## Start Exercise inputs

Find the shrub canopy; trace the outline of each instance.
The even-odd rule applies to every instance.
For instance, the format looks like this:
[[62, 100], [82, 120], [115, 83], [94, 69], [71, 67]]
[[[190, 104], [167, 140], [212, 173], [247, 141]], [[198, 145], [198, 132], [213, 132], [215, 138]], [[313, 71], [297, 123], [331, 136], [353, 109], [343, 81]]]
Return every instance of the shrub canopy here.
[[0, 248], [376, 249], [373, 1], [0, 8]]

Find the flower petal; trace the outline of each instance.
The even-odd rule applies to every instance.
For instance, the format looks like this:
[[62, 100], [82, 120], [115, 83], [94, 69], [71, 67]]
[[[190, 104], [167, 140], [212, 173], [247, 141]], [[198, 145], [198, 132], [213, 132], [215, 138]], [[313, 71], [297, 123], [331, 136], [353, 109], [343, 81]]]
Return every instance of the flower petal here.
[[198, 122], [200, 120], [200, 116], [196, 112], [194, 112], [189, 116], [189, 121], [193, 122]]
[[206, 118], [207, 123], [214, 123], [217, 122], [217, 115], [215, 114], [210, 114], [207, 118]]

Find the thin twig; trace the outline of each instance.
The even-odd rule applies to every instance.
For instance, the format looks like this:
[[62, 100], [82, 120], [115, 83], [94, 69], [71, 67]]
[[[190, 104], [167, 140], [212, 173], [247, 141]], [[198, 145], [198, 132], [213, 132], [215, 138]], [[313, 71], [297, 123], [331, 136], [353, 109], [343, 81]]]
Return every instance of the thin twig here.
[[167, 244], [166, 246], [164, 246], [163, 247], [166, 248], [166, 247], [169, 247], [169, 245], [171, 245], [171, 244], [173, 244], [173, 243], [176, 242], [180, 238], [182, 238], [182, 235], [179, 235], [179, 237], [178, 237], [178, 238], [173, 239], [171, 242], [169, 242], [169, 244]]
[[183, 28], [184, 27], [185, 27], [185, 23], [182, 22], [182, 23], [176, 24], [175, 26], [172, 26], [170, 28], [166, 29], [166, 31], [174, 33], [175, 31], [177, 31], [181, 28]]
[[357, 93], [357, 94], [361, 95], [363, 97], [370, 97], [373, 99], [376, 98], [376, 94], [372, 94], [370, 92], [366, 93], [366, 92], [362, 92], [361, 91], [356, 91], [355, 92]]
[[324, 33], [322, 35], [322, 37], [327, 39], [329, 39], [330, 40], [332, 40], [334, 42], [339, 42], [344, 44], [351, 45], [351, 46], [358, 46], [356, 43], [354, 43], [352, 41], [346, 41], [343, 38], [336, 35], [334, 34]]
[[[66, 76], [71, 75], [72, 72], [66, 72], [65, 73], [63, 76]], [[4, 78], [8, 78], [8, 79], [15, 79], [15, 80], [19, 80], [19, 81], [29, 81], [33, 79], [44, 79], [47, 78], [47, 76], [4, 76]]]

## End Exercise inputs

# Problem
Rewrite the records above, changing "trace the outline" to "draw the boundary" everywhere it occurs and leaving everything else unchanged.

# Response below
Find the shrub canopy; draw the boundary of each instance.
The even-odd rule applies to every instance.
For instance, the format looks like this:
[[62, 100], [82, 120], [115, 83], [94, 69], [71, 67]]
[[[190, 104], [167, 140], [212, 173], [247, 141]], [[198, 145], [198, 132], [213, 132], [215, 138]], [[313, 71], [297, 123], [331, 136], [353, 109], [343, 81]]]
Return every instance of the shrub canopy here.
[[0, 248], [376, 249], [373, 1], [0, 8]]

Find the flower petal; draw the boundary of each instance.
The even-odd rule applies to every instance.
For instance, the format looks like this:
[[62, 100], [82, 120], [115, 83], [94, 69], [71, 67]]
[[[190, 104], [167, 140], [212, 173], [247, 141]], [[198, 145], [198, 132], [213, 132], [215, 138]], [[313, 71], [297, 123], [331, 136], [353, 109], [343, 81]]]
Return every instance of the flower petal here.
[[198, 122], [200, 120], [200, 116], [196, 112], [194, 112], [189, 116], [189, 121], [193, 122]]
[[206, 118], [207, 123], [214, 123], [217, 122], [217, 115], [215, 114], [210, 114], [207, 118]]

Find the thin twig; draw the boundary of each instance.
The even-odd rule applies to every instance.
For instance, the format looks like this:
[[62, 100], [82, 120], [115, 83], [94, 69], [71, 67]]
[[[190, 104], [167, 140], [212, 173], [247, 141]], [[198, 145], [198, 132], [213, 132], [215, 138]], [[313, 71], [297, 123], [331, 136], [353, 109], [343, 81]]]
Return every instance of the thin twig here.
[[167, 244], [166, 246], [164, 246], [163, 247], [166, 248], [166, 247], [169, 247], [169, 245], [171, 245], [171, 244], [173, 244], [173, 243], [176, 242], [180, 238], [182, 238], [182, 235], [179, 235], [179, 237], [178, 237], [178, 238], [173, 239], [171, 242], [169, 242], [169, 244]]
[[183, 28], [184, 27], [185, 27], [185, 23], [182, 22], [182, 23], [176, 24], [175, 26], [172, 26], [170, 28], [166, 29], [166, 31], [174, 33], [175, 31], [177, 31], [181, 28]]
[[357, 93], [357, 94], [361, 95], [363, 97], [370, 97], [373, 99], [376, 98], [376, 94], [372, 94], [370, 92], [366, 93], [366, 92], [362, 92], [361, 91], [356, 91], [355, 92]]
[[324, 33], [322, 35], [322, 37], [327, 39], [329, 39], [330, 40], [332, 40], [334, 42], [339, 42], [344, 44], [351, 45], [351, 46], [358, 46], [356, 43], [354, 43], [352, 41], [346, 41], [343, 38], [336, 35], [334, 34]]
[[[66, 76], [71, 75], [72, 72], [66, 72], [65, 73], [63, 76]], [[4, 78], [8, 78], [8, 79], [15, 79], [15, 80], [19, 80], [19, 81], [29, 81], [33, 79], [44, 79], [47, 78], [47, 76], [4, 76]]]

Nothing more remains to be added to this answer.